### Text to read

------------------------------------

Chapter 2 is all about reviewing the literature and contains a wealth of useful tips for strategically conducting a literature review no matter what level of review one needs to accomplish. The structure of this chapter (and perhaps the whole book, we'll see) is marvelously clear. She sets out the steps/skills/stages (information seeking and retrieval, evaluation, critical analysis, synthesis) and explains the process(es) for each one including some really practical ideas for organizing them.

One of the things I'm finding most exciting and at the same time frustrating about the book so far is the suggested further reading lists at the end of each chapter. Exciting because they contain more information about topics I'm interested in and frustrating because I'll never have time to read them all.

I've been thinking about this last a bit recently because I've been feeling as if I need to find a workable (for me) way of organizing what I read (as well as what I need/want to read) and have even begun working on creating an Access database as a way to accomplish it. One of the things I'd like to be able to do is trace the network of relationships between documents (this one cited that one, etc.), partly because I think it would be interesting to see and partly because I think it might help me to organize the ideas (which already are too many to keep in my head).

"Research Methods in Information" chapter 1

This chapter introduces the reader to three major research paradigms: positivism, postpositivism, and interpretivism. It contains a brief history of each as well as an overview of qualitative and quantitative research methodologies that compares and contrasts the characteristics of each, particularly the criteria upon which judgments of quality are made.

Thoughts on this chapter:
It is thick with terminology with which inexperienced researchers and students may not be familiar but that is somewhat offset by their inclusion in the glossary.

I find myself thinking of it as a textbook for a research methods class. From that perspective, it seems useful.

I like the way she qualifies her brief overviews with repeated suggestions that the interested researcher read further on each topic...and provides recommendations on where to start such reading.

Here's my favorite quote from chapter 1: "Whichever paradigm you associate your research with, whichever methodological approach you take, demonstrating the value of your investigation is essential. This applies to practitioner research and student research: we all want our findings to be believed and are responsible for ensuring that they can be believed." (page 18)

However, I also like this one: (on establishing objectivity in quantitative research: "Findings are a result of the research investigation, not a result of the researcher's interpretation of those findings." (page 22)

Thursday, June 07, 2007

"Research Methods in Information"

My latest book to review for LJ is called "Research Methods in Information" by Dr. Alison Jane Pickard and I'm very excited about it. It's a handbook/textbook for those of us working in the information professions which, of course, is right up my alley. So I'm going to try something new here. I'm going to post my notes as I'm reading, more to keep myself organized than for any other reason but also on the off chance that there's anyone out there who shares my interest in research methods who might have a comment or insight that I don't have. Of course, I'll also post a link to the review when it's published.

------------------------------------

### Tasks to complete
[a] From the reading notes on "Research Methods in Information," extract the passage between "This chapter introduces" and "in the glossary.", inclusive.
[b] According to the reading notes on "Research Methods in Information," which three research paradigms does chapter 1 introduce?
[c] Carry on the reading notes on "Research Methods in Information" from their final sentence.

------------------------------------

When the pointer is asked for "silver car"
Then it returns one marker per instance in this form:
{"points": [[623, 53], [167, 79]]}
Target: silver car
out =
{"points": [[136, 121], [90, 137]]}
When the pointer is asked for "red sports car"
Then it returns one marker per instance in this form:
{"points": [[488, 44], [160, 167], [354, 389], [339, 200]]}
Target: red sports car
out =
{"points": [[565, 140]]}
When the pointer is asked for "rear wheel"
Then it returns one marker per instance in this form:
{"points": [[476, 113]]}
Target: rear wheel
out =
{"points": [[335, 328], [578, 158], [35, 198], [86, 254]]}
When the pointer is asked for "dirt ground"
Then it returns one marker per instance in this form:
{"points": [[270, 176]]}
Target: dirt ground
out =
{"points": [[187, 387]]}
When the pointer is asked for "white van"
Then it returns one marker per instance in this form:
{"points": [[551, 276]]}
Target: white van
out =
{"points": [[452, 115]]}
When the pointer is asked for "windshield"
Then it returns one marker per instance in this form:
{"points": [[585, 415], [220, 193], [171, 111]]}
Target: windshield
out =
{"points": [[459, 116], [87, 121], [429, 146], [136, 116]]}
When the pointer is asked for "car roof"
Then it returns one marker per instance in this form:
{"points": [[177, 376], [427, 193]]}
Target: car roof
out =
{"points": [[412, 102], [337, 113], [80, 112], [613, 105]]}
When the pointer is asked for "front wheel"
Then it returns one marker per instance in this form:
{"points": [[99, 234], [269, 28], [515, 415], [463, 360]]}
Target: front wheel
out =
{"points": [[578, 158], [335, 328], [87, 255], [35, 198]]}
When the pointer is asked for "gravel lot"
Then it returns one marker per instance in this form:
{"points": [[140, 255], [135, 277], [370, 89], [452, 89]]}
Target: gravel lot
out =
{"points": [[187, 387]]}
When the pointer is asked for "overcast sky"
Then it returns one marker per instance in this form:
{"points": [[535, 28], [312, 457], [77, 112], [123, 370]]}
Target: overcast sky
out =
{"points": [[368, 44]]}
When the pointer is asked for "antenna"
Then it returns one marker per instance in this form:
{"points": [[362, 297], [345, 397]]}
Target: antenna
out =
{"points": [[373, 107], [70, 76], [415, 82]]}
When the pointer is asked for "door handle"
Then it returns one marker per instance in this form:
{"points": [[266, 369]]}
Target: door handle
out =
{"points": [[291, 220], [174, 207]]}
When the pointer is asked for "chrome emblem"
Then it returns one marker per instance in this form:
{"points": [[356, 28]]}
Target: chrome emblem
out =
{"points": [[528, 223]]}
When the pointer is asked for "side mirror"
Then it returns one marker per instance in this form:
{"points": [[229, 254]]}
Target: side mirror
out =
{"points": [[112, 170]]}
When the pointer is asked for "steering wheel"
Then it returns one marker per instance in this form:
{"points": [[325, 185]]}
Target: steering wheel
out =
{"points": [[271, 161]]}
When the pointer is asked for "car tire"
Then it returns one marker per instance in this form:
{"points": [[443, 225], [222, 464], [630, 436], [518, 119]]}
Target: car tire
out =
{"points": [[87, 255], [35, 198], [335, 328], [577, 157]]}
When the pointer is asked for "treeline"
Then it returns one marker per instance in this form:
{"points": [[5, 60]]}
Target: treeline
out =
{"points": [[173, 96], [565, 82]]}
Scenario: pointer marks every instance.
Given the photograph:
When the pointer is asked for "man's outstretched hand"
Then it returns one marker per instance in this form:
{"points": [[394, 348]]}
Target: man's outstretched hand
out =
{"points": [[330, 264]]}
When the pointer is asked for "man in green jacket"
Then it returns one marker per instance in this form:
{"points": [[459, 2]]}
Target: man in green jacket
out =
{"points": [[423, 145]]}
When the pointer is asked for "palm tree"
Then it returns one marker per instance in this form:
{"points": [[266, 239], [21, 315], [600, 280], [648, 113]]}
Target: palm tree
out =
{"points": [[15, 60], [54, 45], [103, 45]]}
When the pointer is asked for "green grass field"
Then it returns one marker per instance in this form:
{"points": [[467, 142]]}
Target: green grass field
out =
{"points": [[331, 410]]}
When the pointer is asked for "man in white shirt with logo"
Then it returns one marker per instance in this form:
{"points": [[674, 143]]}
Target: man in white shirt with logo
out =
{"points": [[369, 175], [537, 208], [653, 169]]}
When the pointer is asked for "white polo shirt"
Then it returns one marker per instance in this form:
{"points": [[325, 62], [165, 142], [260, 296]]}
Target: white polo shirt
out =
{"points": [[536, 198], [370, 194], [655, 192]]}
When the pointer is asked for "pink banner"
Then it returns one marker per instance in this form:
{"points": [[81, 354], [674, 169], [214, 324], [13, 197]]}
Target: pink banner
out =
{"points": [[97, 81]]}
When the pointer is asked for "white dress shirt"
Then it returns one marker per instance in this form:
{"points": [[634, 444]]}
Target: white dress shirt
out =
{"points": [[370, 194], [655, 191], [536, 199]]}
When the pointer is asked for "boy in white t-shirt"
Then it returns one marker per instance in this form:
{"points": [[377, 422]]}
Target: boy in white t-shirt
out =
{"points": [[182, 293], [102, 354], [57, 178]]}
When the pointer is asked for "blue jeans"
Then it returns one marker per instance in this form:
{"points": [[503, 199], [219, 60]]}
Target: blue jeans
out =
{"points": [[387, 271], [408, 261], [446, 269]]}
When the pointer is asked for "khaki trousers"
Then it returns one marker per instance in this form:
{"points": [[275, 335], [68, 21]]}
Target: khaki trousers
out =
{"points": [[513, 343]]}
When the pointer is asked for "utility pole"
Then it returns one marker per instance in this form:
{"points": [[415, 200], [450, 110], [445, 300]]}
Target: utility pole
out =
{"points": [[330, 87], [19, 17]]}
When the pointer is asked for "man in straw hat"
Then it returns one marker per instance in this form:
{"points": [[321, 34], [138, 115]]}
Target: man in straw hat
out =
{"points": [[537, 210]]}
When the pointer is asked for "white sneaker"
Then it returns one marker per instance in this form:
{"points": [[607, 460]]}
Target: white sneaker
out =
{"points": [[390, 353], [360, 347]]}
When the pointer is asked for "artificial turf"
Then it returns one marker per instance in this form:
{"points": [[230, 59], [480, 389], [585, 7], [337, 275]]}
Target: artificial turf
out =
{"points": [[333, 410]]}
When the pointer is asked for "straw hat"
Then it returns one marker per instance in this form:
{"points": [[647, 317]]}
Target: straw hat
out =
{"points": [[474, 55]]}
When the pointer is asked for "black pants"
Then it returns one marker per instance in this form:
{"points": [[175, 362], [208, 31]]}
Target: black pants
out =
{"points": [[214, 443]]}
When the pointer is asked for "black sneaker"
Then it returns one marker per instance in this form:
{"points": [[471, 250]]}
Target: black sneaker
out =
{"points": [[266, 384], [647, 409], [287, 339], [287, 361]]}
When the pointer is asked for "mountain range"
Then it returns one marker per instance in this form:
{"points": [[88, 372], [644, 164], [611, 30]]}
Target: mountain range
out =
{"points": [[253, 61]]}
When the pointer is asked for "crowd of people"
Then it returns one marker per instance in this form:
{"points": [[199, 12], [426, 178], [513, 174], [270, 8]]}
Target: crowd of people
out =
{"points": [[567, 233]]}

------------------------------------

### Final results
[a]
This chapter introduces the reader to three major research paradigms: positivism, postpositivism, and interpretivism. It contains a brief history of each as well as an overview of qualitative and quantitative research methodologies that compares and contrasts the characteristics of each, particularly the criteria upon which judgments of quality are made.

Thoughts on this chapter:
It is thick with terminology with which inexperienced researchers and students may not be familiar but that is somewhat offset by their inclusion in the glossary.

[b] Positivism, postpositivism, and interpretivism.

[c]
So, in her introduction, Dr. Pickard lays out the importance of research in the fields of information studies, communications, records management, knowledge management and the related disciplines: (1) increasing the body of knowledge that makes up those professional fields, (2) the need for research skills in professionals in those fields, "Knowledge and experience of research is a fundamental part of what makes the 'information professional' ", (3) to allow practitioners to continue to grow in their professions as well as to better accomplish their tasks (e.g. benchmarking, assessment, strategic planning, and so on).

Next she describes the framework on which the organization of the book rests which she describes as the research hierarchy which moves from the research paradigm on which methodology is based and, in turn, on which the selection of a research method is based, and, in turn, on which selection of the research technique and instrument are based.

The research paradigm is the world view or underlying assumptions about the world that the researcher starts with. The methodology which is either qualitative or quantitative and is distinguished from the research method which is the strategy or approach to the problem taken by the researcher. The technique is an approach to data collection that is dictated by the research question. And the research instrument is the unique operationalization of the selected technique.

Now, rereading what I've written, I can already make two statements. First, I'm going to try NOT to simply summarize the book here. Rather I'm going to try to limit myself to comments about ideas that jump out at me as being noteworthy in some way. And second, I'm already engaged by and in total agreement with the idea that research is not just the realm of scholars who wish to contribute to a body of knowledge but rather research is accessible and achievable and useful, perhaps even necessary, for professionals in the information professions.

Wednesday, June 06, 2007

Too good not to share

She gave a key note speach at NASIG last week and, after reading her blog for a couple of days, I am rapidly becoming a fan: http://freerangelibrarian.com/.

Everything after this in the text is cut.